> PAGE TEXT
○ ○ ○ ○ ○ ○ ○
Because of the people involved, Nobody has already garnered plenty of comparisons to John Wick. While not entirely inaccurate on a surface level, they’re two distinct things, despite a few strands of shared DNA. The biggest are the writer, John Wick architect Derek Kolstad; the fact that Wick co-director David Leitch serves as a producer; and the involvement of the 87eleven team. (87eleven is the stunt and action design company founded by Leitch and Chad Stahelski, who just so happens to be the other co-director of a certain Keanu Reeves vehicle.)
And yes, both movies revolve around a seemingly normal guy who turns out to have a secret past as a total badass and is compelled to come out of retirement by spiraling circumstances beyond his control. But tonally and thematically, the two films diverge, and the closer one looks, the more dissimilar they become. Nobodyis a much lighter film, sure, the violence is ugly, brutal, and unceremonious, but there’s much more humor and joy to find. The action isn’t over-the-top and cartoonish, but there’s an element of manic Looney Toons energy and gooey pulpiness to the carnage. (Maybe it’s John Wick’s goofball cousin visiting from out of town.)
Hutch Mansell (Odenkirk) is a normal, boring guy; a nobody. He has normal, boring guy problems—he misses the weekly garbage pickup; no one respects him, not his wife (Connie Nielson), teenage son (Gage Munroe), or grizzled father-in-law/boss (Michael Ironside); and generally leads a tedious, repetitive existence. When a pair of burglars break into his house one night, it upsets his routine and pushes him to the brink. The cops think he’s a pussy, his macho neighbor wishes they’d broken into his house because he could “use the exercise,” and his son can’t believe his old man’s cowardice.
○ ○ ○ ○ ○ ○ ○
Please quote the part of the review of Nobody starting with "Hutch Mansell (Odenkirk)" and going on through "old man’s cowardice.", word for word.

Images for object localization
○ ○ ○ ○ ○ ○ ○
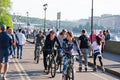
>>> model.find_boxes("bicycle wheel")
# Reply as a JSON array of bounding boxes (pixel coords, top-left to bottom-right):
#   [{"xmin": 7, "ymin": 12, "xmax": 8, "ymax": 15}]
[
  {"xmin": 36, "ymin": 49, "xmax": 40, "ymax": 63},
  {"xmin": 46, "ymin": 56, "xmax": 51, "ymax": 74},
  {"xmin": 51, "ymin": 59, "xmax": 56, "ymax": 77},
  {"xmin": 66, "ymin": 67, "xmax": 74, "ymax": 80},
  {"xmin": 59, "ymin": 61, "xmax": 63, "ymax": 73}
]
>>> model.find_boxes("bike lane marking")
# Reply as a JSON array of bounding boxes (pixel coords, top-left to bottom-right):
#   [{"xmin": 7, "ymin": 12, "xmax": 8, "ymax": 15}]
[
  {"xmin": 12, "ymin": 60, "xmax": 25, "ymax": 80},
  {"xmin": 74, "ymin": 62, "xmax": 108, "ymax": 80},
  {"xmin": 13, "ymin": 59, "xmax": 31, "ymax": 80}
]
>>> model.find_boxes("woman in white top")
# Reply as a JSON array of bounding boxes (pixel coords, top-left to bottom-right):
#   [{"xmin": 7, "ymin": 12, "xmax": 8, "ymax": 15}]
[{"xmin": 92, "ymin": 36, "xmax": 105, "ymax": 71}]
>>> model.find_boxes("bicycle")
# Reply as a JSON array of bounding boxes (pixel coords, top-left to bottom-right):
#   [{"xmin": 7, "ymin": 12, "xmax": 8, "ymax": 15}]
[
  {"xmin": 35, "ymin": 44, "xmax": 42, "ymax": 64},
  {"xmin": 63, "ymin": 55, "xmax": 78, "ymax": 80},
  {"xmin": 56, "ymin": 54, "xmax": 63, "ymax": 73},
  {"xmin": 46, "ymin": 49, "xmax": 56, "ymax": 77}
]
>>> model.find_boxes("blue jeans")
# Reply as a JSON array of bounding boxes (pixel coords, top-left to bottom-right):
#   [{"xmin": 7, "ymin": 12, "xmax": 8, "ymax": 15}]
[
  {"xmin": 79, "ymin": 48, "xmax": 88, "ymax": 67},
  {"xmin": 17, "ymin": 45, "xmax": 23, "ymax": 57},
  {"xmin": 0, "ymin": 49, "xmax": 10, "ymax": 63},
  {"xmin": 12, "ymin": 46, "xmax": 16, "ymax": 56}
]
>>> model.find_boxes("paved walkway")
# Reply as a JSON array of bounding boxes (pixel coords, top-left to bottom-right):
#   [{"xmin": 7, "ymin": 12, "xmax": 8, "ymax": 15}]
[
  {"xmin": 28, "ymin": 39, "xmax": 120, "ymax": 76},
  {"xmin": 89, "ymin": 52, "xmax": 120, "ymax": 76}
]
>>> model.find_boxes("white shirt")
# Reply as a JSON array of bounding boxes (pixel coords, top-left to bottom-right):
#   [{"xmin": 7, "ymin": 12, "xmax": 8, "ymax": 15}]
[
  {"xmin": 17, "ymin": 32, "xmax": 26, "ymax": 45},
  {"xmin": 92, "ymin": 41, "xmax": 102, "ymax": 53}
]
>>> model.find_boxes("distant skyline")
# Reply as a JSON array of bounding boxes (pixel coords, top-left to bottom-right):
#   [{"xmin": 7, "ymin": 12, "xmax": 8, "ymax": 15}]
[{"xmin": 10, "ymin": 0, "xmax": 120, "ymax": 20}]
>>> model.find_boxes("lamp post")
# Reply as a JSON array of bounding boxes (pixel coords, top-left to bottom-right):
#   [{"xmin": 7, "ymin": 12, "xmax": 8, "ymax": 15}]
[
  {"xmin": 19, "ymin": 15, "xmax": 21, "ymax": 28},
  {"xmin": 91, "ymin": 0, "xmax": 93, "ymax": 43},
  {"xmin": 43, "ymin": 3, "xmax": 48, "ymax": 33},
  {"xmin": 26, "ymin": 12, "xmax": 30, "ymax": 27}
]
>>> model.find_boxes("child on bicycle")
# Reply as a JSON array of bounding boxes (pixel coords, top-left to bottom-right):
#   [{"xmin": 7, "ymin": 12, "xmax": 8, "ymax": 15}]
[{"xmin": 61, "ymin": 31, "xmax": 82, "ymax": 78}]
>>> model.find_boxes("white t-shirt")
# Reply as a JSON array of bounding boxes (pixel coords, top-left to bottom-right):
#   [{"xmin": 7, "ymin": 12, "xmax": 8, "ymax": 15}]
[{"xmin": 92, "ymin": 41, "xmax": 102, "ymax": 53}]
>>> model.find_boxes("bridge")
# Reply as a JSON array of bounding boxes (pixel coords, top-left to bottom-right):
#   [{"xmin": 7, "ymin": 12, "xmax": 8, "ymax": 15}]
[{"xmin": 1, "ymin": 39, "xmax": 120, "ymax": 80}]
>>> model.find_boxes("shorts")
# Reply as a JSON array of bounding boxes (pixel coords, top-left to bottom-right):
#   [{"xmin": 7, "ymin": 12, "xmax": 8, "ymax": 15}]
[{"xmin": 0, "ymin": 49, "xmax": 10, "ymax": 63}]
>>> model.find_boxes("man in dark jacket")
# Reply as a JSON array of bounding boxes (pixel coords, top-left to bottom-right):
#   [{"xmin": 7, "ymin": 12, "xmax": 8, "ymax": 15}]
[
  {"xmin": 0, "ymin": 25, "xmax": 12, "ymax": 79},
  {"xmin": 43, "ymin": 30, "xmax": 61, "ymax": 72}
]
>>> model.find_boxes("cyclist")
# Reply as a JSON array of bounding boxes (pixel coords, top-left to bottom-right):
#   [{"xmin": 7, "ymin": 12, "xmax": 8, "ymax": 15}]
[
  {"xmin": 61, "ymin": 31, "xmax": 82, "ymax": 78},
  {"xmin": 78, "ymin": 29, "xmax": 90, "ymax": 72},
  {"xmin": 43, "ymin": 30, "xmax": 61, "ymax": 72},
  {"xmin": 92, "ymin": 36, "xmax": 105, "ymax": 72},
  {"xmin": 33, "ymin": 31, "xmax": 45, "ymax": 60}
]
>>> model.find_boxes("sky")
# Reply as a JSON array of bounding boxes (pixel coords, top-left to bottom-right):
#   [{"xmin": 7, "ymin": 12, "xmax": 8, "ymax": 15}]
[{"xmin": 10, "ymin": 0, "xmax": 120, "ymax": 20}]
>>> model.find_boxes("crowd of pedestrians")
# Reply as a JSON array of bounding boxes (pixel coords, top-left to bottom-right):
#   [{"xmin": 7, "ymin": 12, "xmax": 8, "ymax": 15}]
[{"xmin": 0, "ymin": 25, "xmax": 110, "ymax": 79}]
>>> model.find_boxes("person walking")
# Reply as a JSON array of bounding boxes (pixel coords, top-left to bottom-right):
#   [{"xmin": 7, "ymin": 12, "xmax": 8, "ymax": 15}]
[
  {"xmin": 17, "ymin": 29, "xmax": 26, "ymax": 59},
  {"xmin": 92, "ymin": 36, "xmax": 105, "ymax": 72},
  {"xmin": 98, "ymin": 31, "xmax": 105, "ymax": 53},
  {"xmin": 33, "ymin": 31, "xmax": 45, "ymax": 60},
  {"xmin": 78, "ymin": 30, "xmax": 90, "ymax": 72},
  {"xmin": 0, "ymin": 25, "xmax": 12, "ymax": 80},
  {"xmin": 43, "ymin": 30, "xmax": 61, "ymax": 72}
]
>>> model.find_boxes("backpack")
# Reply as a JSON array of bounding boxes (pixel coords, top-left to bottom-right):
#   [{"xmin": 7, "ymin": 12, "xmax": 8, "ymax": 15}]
[{"xmin": 79, "ymin": 35, "xmax": 89, "ymax": 48}]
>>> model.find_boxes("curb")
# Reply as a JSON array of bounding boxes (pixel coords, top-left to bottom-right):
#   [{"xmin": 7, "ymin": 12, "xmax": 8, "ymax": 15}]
[
  {"xmin": 26, "ymin": 40, "xmax": 120, "ymax": 77},
  {"xmin": 83, "ymin": 58, "xmax": 120, "ymax": 77}
]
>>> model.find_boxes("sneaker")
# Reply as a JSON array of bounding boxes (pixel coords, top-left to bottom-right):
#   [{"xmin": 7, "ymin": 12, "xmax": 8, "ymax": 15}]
[
  {"xmin": 79, "ymin": 67, "xmax": 82, "ymax": 72},
  {"xmin": 85, "ymin": 67, "xmax": 87, "ymax": 72},
  {"xmin": 93, "ymin": 66, "xmax": 97, "ymax": 72},
  {"xmin": 44, "ymin": 69, "xmax": 48, "ymax": 73},
  {"xmin": 17, "ymin": 56, "xmax": 19, "ymax": 59},
  {"xmin": 2, "ymin": 77, "xmax": 7, "ymax": 80},
  {"xmin": 102, "ymin": 67, "xmax": 105, "ymax": 72},
  {"xmin": 20, "ymin": 56, "xmax": 22, "ymax": 59}
]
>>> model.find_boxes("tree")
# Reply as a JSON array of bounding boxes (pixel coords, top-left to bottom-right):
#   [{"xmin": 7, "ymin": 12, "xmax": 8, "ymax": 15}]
[{"xmin": 0, "ymin": 0, "xmax": 13, "ymax": 27}]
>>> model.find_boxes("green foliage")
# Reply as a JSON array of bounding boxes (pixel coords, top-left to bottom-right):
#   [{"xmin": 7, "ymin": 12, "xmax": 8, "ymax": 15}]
[{"xmin": 0, "ymin": 0, "xmax": 13, "ymax": 28}]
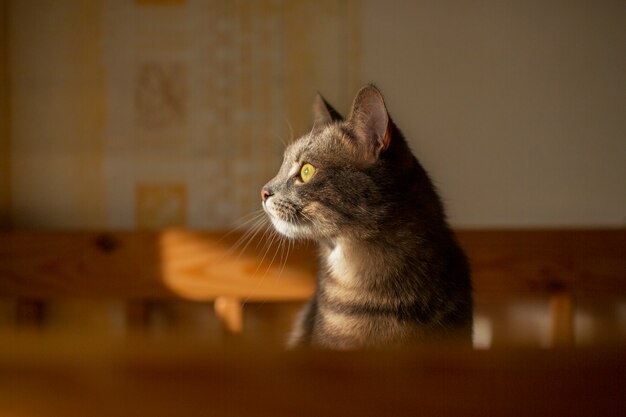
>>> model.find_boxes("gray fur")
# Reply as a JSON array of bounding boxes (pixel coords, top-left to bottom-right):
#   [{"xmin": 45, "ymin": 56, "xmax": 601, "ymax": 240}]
[{"xmin": 262, "ymin": 85, "xmax": 472, "ymax": 349}]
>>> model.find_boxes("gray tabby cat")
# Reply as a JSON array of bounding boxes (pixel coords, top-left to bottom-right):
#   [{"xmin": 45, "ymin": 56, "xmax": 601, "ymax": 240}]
[{"xmin": 261, "ymin": 85, "xmax": 472, "ymax": 349}]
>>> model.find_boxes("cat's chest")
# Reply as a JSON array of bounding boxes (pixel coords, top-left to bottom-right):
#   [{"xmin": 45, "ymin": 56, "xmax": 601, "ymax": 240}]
[{"xmin": 325, "ymin": 243, "xmax": 362, "ymax": 285}]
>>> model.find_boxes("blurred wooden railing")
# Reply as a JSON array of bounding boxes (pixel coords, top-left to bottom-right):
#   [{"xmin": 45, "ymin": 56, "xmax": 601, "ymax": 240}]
[{"xmin": 0, "ymin": 229, "xmax": 626, "ymax": 345}]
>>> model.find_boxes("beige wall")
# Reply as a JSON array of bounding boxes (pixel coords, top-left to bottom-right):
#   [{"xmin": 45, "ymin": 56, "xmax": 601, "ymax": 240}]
[
  {"xmin": 0, "ymin": 0, "xmax": 626, "ymax": 229},
  {"xmin": 7, "ymin": 0, "xmax": 358, "ymax": 229},
  {"xmin": 362, "ymin": 0, "xmax": 626, "ymax": 227}
]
○ ○ ○ ○ ○ ○ ○
> RESULT BELOW
Hutch Mansell (Odenkirk) is a normal, boring guy; a nobody. He has normal, boring guy problems—he misses the weekly garbage pickup; no one respects him, not his wife (Connie Nielson), teenage son (Gage Munroe), or grizzled father-in-law/boss (Michael Ironside); and generally leads a tedious, repetitive existence. When a pair of burglars break into his house one night, it upsets his routine and pushes him to the brink. The cops think he’s a pussy, his macho neighbor wishes they’d broken into his house because he could “use the exercise,” and his son can’t believe his old man’s cowardice.